Reproduce the data below verbatim, including every line.
━━━━━ RECORDS SUPPLIED
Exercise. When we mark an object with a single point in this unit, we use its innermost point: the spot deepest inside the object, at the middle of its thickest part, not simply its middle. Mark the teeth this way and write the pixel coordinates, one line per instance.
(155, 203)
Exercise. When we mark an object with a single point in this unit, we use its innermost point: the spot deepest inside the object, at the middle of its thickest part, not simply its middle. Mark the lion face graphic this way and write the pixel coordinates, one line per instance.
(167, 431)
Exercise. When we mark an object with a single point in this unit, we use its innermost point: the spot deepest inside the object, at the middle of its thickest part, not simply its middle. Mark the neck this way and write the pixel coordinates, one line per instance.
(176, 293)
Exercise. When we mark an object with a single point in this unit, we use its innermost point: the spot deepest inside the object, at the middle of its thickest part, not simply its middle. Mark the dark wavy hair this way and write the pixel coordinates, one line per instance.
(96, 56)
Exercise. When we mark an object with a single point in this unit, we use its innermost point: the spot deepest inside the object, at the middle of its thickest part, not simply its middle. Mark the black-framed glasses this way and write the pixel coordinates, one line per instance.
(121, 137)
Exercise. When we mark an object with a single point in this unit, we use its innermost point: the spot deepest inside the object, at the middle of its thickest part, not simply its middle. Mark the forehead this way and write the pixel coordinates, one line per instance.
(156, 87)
━━━━━━━━━━
# SOLUTION TO THIS PROBLEM
Exercise. When we mark an object with a single point in this unit, we use its innermost point: the spot deepest inside the object, at the middle of its thickest part, not simply its middle. Mark the teeth this way and write the pixel coordinates, one line per instance.
(155, 203)
Exercise. When we mark an object with a single point in this unit, we use its innermost point: the spot deepest inside the object, at the middle of its thickest part, not simply its middle. Mark the lion face graphic this way and write the pixel coordinates, one line per instance.
(167, 431)
Exercise. When we mark an object with a single point in this unit, we use its innermost point: the spot deepest inside the object, at the middle of its thickest part, not simply its middle. Mark the neck this way and write the pixel coordinates, one line per instance.
(176, 293)
Exercise. When we mark an object with a single point in this unit, we use its innermost point: the spot deepest inside the object, at the middle of its thickest part, not simply its middle. Mark the dark wavy hair this way and write the pixel coordinates, one line per instance.
(96, 56)
Exercise. When we mark an object with a single point in this unit, we use its innermost point: the spot deepest inside the object, at the middle of its thickest part, not simply its middle. Mark the black-framed glasses this way and write the pixel coordinates, one line per instance.
(121, 137)
Exercise. When we mark an object with a single point in this unit, we use its innermost point: the spot deepest inside the object, at the middle of its thickest part, not simply its middle. Mark the forehead this way and write the pixel coordinates, one line per instance.
(156, 87)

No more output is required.